Wymagania zadania
(1) Ile czasu samorząd powiatu łęczyńskiego czekał na decyzję UKE w sprawie darmowych hotspotów według tekstu o publicznych hotspotach?
(2) Podaj dosłownie fragment tekstu o publicznych hotspotach od słów „Samorządowcy wydali miliony” aż do słów „poszły na marne.” włącznie.

Dokument
········

Samorządowcy wydali miliony na publiczne hotspoty. Teraz skarżą się, że ograniczenia nakładane przez Urząd Komunikacji Elektronicznej podważają sens tych inwestycji.
UKE ograniczył prędkość publicznych punktów dostępu do sieci. Restrykcje dotyczyły darmowego internetu, który czasem docierał do domów i mieszkań, i były uzasadniane interesem firm telekomunikacyjnych. Gminy i powiaty zaczynają jednak odczuwać negatywne skutki zmiany polityki UKE w sprawie darmowych hotspotów. Samorządowcy skarżą się, że nowe zasady sprawiają, iż ich inwestycje poszły na marne.
Samorząd powiatu łęczyńskiego w województwie lubelskim dwa lata czekał na decyzję UKE w sprawie 110 darmowych hotspotów. Gdy nadeszła, okazało się, że prędkość WiFi w niektórych miejscach nie może przekraczać 256 kb/s. – Nasze hotspoty znajdują się w miejscach typowo turystycznych i nie obejmują zasięgiem prywatnych domów i mieszkań. To są tereny Pojezierza Łęczyńsko-Włodawskiego i Poleskiego Parku Narodowego. Dostęp do internetu przez WiFi podnosiłby atrakcyjność takich miejsc, bo turysta mógłby uzyskać szybko potrzebne informacje – mówi Małgorzata Kolary-Woźniak ze Starostwa Powiatowego w Łęcznej. Dodaje, że przy narzuconych przez UKE ograniczeniach hotspoty właściwie nie spełniają założonych przez samorząd celów. – Przy takich prędkościach trudno będzie ściągnąć większy załącznik do e-maila, nie mówiąc już o przeglądaniu stron zawierających treści multimedialne – podkreśla Kolary-Woźniak.

········

Zestawienie danych

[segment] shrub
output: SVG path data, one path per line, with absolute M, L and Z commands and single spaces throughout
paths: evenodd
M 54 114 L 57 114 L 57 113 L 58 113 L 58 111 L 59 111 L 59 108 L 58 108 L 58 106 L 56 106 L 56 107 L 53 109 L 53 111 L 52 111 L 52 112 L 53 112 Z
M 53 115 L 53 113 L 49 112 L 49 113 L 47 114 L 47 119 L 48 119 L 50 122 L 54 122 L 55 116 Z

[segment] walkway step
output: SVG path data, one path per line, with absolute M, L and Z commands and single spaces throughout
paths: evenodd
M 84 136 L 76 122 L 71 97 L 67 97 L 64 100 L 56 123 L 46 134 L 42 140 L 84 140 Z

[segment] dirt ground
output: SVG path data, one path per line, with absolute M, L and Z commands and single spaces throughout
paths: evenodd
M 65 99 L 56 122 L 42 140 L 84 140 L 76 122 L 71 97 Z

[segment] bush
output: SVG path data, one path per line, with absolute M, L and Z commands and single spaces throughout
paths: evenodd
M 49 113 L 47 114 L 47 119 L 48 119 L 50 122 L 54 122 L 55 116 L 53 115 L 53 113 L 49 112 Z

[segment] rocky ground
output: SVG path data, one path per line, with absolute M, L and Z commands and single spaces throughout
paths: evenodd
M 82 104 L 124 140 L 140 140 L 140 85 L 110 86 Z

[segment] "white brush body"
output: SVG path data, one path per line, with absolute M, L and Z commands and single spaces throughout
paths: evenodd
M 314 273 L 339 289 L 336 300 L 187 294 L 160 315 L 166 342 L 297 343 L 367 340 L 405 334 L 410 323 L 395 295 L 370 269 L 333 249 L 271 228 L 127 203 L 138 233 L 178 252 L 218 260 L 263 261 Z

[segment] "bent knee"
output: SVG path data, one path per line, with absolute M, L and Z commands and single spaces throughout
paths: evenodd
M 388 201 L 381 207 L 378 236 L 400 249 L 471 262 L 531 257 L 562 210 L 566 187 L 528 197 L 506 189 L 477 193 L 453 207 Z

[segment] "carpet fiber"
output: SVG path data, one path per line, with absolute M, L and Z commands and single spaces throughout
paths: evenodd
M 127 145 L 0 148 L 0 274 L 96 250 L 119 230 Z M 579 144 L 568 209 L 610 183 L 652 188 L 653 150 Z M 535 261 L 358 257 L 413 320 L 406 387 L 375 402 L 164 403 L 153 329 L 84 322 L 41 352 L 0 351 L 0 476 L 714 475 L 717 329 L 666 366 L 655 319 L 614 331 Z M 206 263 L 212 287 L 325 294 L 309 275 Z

········

Odpowiedzi
(1) Dwa lata.

(2)
Samorządowcy wydali miliony na publiczne hotspoty. Teraz skarżą się, że ograniczenia nakładane przez Urząd Komunikacji Elektronicznej podważają sens tych inwestycji.
UKE ograniczył prędkość publicznych punktów dostępu do sieci. Restrykcje dotyczyły darmowego internetu, który czasem docierał do domów i mieszkań, i były uzasadniane interesem firm telekomunikacyjnych. Gminy i powiaty zaczynają jednak odczuwać negatywne skutki zmiany polityki UKE w sprawie darmowych hotspotów. Samorządowcy skarżą się, że nowe zasady sprawiają, iż ich inwestycje poszły na marne.